Prompt - Rewrite the part of the rows that opens with the line containing "the crumpled hood" and runs through the end of the rows as a Markdown table with the columns Number and Text. Put each line in its own table row with its number, and leave out blank lines.

(Annotated coordinate rows)
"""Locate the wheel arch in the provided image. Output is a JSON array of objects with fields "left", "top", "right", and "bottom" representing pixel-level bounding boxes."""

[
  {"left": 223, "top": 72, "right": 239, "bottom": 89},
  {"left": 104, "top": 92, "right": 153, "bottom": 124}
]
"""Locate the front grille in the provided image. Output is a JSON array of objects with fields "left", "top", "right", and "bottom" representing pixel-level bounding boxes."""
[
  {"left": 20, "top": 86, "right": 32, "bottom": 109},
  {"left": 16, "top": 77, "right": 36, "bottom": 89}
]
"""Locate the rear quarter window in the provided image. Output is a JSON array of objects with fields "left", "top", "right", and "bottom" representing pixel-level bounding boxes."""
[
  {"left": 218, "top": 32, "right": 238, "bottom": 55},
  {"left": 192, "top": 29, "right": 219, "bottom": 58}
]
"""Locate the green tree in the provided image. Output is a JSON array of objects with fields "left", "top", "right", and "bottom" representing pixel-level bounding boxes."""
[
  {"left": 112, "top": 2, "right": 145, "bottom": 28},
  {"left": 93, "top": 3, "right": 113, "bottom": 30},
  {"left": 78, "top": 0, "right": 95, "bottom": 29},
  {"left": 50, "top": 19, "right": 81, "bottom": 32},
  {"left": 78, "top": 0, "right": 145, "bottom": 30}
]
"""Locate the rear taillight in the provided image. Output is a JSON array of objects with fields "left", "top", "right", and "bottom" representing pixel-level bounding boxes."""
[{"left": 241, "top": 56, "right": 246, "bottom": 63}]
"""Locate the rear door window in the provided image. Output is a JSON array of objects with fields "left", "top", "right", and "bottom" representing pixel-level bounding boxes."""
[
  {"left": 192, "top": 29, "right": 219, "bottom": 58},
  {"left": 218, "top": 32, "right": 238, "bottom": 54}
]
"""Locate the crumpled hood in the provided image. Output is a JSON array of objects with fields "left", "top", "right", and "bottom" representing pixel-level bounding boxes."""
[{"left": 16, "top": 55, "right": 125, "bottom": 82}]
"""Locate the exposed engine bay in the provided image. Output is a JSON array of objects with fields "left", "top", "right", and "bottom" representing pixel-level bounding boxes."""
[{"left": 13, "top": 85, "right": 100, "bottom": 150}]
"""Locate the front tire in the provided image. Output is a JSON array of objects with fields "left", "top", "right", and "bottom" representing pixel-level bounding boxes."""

Result of this exercise -
| Number | Text |
|---|---|
| 1 | """Locate the crumpled hood in the provided image. Output is a JSON array of objects with fields "left", "top", "right", and "bottom" representing pixel-level bounding boxes.""" |
| 2 | [{"left": 16, "top": 55, "right": 125, "bottom": 82}] |
| 3 | """Locate the exposed engine bay in the provided image. Output is a JSON array of objects with fields "left", "top", "right", and "bottom" representing pixel-level bounding boxes.""" |
| 4 | [{"left": 13, "top": 85, "right": 100, "bottom": 150}] |
| 5 | """Locate the front tire in the provided image. Output is a JSON array of objects with fields "left", "top", "right", and "bottom" representing pixel-level bounding boxes.""" |